Source material Block Start

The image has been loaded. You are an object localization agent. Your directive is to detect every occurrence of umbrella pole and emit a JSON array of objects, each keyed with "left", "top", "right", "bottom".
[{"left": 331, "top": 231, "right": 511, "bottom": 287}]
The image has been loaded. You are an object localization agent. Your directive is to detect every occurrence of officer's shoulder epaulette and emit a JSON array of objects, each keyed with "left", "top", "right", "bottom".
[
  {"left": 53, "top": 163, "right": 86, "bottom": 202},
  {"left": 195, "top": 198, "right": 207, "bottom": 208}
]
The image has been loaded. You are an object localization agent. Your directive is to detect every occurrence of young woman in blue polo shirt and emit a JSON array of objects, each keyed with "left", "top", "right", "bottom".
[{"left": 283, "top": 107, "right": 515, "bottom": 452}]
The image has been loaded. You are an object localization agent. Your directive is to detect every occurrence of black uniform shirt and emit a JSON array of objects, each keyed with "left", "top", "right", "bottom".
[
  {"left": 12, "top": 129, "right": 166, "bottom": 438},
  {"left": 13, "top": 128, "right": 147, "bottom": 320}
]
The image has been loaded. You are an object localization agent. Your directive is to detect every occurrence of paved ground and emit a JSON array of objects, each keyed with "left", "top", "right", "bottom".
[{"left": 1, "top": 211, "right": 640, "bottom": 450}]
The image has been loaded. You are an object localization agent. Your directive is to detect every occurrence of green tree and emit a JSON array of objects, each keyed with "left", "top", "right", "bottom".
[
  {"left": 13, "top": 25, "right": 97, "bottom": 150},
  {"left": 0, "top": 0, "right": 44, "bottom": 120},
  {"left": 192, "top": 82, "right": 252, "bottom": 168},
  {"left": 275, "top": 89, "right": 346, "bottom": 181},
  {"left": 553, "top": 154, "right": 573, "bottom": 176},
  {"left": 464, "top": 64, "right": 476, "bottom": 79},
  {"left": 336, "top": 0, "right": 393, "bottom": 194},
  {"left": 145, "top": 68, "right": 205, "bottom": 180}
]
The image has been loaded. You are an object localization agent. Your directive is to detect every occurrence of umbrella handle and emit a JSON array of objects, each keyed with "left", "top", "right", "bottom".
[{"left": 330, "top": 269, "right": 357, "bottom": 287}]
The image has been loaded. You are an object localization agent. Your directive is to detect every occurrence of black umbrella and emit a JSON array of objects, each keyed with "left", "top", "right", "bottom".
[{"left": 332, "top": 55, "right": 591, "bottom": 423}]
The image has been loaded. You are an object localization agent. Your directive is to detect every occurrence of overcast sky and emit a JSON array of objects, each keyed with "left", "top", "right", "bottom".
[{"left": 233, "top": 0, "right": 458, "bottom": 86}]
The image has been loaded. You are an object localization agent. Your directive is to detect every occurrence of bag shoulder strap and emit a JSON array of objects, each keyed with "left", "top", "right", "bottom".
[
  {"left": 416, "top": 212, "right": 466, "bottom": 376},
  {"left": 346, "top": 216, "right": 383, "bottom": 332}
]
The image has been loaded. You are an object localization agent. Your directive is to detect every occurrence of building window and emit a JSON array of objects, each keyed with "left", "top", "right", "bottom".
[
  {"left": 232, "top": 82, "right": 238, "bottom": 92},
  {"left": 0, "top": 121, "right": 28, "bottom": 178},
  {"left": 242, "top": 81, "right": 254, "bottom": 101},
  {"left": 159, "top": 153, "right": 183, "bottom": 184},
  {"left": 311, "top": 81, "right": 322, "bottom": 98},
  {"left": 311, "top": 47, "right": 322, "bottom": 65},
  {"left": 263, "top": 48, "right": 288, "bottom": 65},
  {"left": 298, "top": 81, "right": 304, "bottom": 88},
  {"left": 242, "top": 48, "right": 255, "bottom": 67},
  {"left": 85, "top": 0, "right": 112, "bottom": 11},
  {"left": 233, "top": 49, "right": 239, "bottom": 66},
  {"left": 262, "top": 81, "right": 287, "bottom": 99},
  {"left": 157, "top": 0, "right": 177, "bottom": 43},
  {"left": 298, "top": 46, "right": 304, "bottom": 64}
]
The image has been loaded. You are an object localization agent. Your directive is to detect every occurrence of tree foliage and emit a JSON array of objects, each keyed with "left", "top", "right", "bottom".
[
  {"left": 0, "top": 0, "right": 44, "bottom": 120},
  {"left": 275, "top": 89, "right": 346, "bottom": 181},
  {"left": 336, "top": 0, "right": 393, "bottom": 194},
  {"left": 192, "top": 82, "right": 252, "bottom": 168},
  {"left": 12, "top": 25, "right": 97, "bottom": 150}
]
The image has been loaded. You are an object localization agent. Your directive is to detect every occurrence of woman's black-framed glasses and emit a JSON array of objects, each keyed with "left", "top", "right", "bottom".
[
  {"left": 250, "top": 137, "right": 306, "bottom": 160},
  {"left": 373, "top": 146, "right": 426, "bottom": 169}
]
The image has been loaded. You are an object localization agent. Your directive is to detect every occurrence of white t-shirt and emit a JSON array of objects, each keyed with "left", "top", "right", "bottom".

Source material Block End

* The problem:
Print every record above exactly as it was given.

* Solution to this task:
The image has been loaded. You are an object localization agent. Your directive is to detect every occurrence of umbrella pole and emit a JSON array of objects, each keyed with "left", "top", "right", "bottom".
[{"left": 331, "top": 231, "right": 511, "bottom": 287}]
The image has been loaded. You are an object localization agent. Your directive is to detect every occurrence of officer's shoulder epaulette and emit a JSON array of objects, each keyed with "left", "top", "right", "bottom".
[
  {"left": 53, "top": 163, "right": 86, "bottom": 202},
  {"left": 195, "top": 198, "right": 207, "bottom": 208}
]
The image has been loaded. You are an object localization agent. Your directive is to detect every occurrence of young woman in blue polo shirt and emit a JSON array of objects, each keyed with "left", "top", "right", "bottom".
[{"left": 283, "top": 107, "right": 515, "bottom": 452}]
The image has been loaded. You are an object localization agent. Your directive is to detect every occurrence of black uniform shirt and emit a JSON array of objects, each keyed with "left", "top", "right", "bottom".
[
  {"left": 12, "top": 129, "right": 166, "bottom": 438},
  {"left": 13, "top": 128, "right": 147, "bottom": 320}
]
The image has been loaded. You are an object localization agent. Your directive is to detect every occurrence of paved ground and emit a JSON array of objects, each keyed with "left", "top", "right", "bottom".
[{"left": 1, "top": 211, "right": 640, "bottom": 450}]
The image has been loaded. You are an object localization agent. Your directive is to detect every occurrence of green tree and emit a JSON array of objects, each keyed with "left", "top", "right", "bottom".
[
  {"left": 13, "top": 25, "right": 97, "bottom": 150},
  {"left": 0, "top": 0, "right": 44, "bottom": 120},
  {"left": 192, "top": 82, "right": 252, "bottom": 168},
  {"left": 275, "top": 89, "right": 346, "bottom": 181},
  {"left": 553, "top": 154, "right": 573, "bottom": 176},
  {"left": 464, "top": 64, "right": 476, "bottom": 79},
  {"left": 336, "top": 0, "right": 393, "bottom": 194},
  {"left": 145, "top": 68, "right": 205, "bottom": 180}
]
The image has been loaded. You are an object localization agent. Your directive is to detect every occurrence of umbrella handle and emit a JSON array of objects, each keyed with "left", "top", "right", "bottom".
[{"left": 330, "top": 269, "right": 357, "bottom": 287}]
The image has been loaded. You are an object localization agent. Your directive is to detect every occurrence of black umbrella and emit a JSON array of objects, each keyed with "left", "top", "right", "bottom".
[{"left": 332, "top": 55, "right": 591, "bottom": 423}]
The image has been loaded. You are an object localization agent. Your directive is to detect every occurrence of overcast sky and emit a JSON array of objects, each keyed with "left", "top", "right", "bottom".
[{"left": 233, "top": 0, "right": 458, "bottom": 86}]
The image has been loaded. You are an object localization agent. Your directive is to detect every occurrence of bag shoulder strap and emit a JSON array of objects, each keyed with "left", "top", "right", "bottom".
[
  {"left": 416, "top": 212, "right": 466, "bottom": 376},
  {"left": 346, "top": 216, "right": 383, "bottom": 332}
]
The image has been loaded. You are an object localization agent. Your directive is to detect every occurrence of building window and emit a JSON array of objects, each keyed with "left", "top", "right", "bottom".
[
  {"left": 232, "top": 82, "right": 238, "bottom": 92},
  {"left": 0, "top": 121, "right": 28, "bottom": 178},
  {"left": 242, "top": 81, "right": 254, "bottom": 101},
  {"left": 159, "top": 153, "right": 183, "bottom": 184},
  {"left": 311, "top": 81, "right": 322, "bottom": 98},
  {"left": 311, "top": 47, "right": 322, "bottom": 65},
  {"left": 263, "top": 48, "right": 288, "bottom": 65},
  {"left": 298, "top": 81, "right": 304, "bottom": 88},
  {"left": 242, "top": 48, "right": 255, "bottom": 67},
  {"left": 85, "top": 0, "right": 112, "bottom": 11},
  {"left": 233, "top": 49, "right": 239, "bottom": 66},
  {"left": 262, "top": 81, "right": 287, "bottom": 99},
  {"left": 157, "top": 0, "right": 177, "bottom": 43},
  {"left": 298, "top": 46, "right": 304, "bottom": 64}
]
The image has been loaded. You are an object localization agent. Your directive is to detect every occurrence of tree foliage and emit a JSON array of objects, each keyed with "left", "top", "right", "bottom".
[
  {"left": 0, "top": 0, "right": 44, "bottom": 120},
  {"left": 275, "top": 89, "right": 346, "bottom": 181},
  {"left": 336, "top": 0, "right": 393, "bottom": 194},
  {"left": 192, "top": 82, "right": 252, "bottom": 168},
  {"left": 12, "top": 25, "right": 97, "bottom": 150}
]
The image has been loaded. You are an object localization agent. Your directive is to detect every occurrence of woman's black-framed glasses and emit a JSON array of objects, each keyed with "left", "top", "right", "bottom".
[
  {"left": 250, "top": 137, "right": 306, "bottom": 160},
  {"left": 373, "top": 146, "right": 426, "bottom": 169}
]
The image has been loaded. You are an object localization agent. Your directive is to detect every occurrence of white t-shirt and emit a JSON array of objects, each keyed with "left", "top", "right", "bottom".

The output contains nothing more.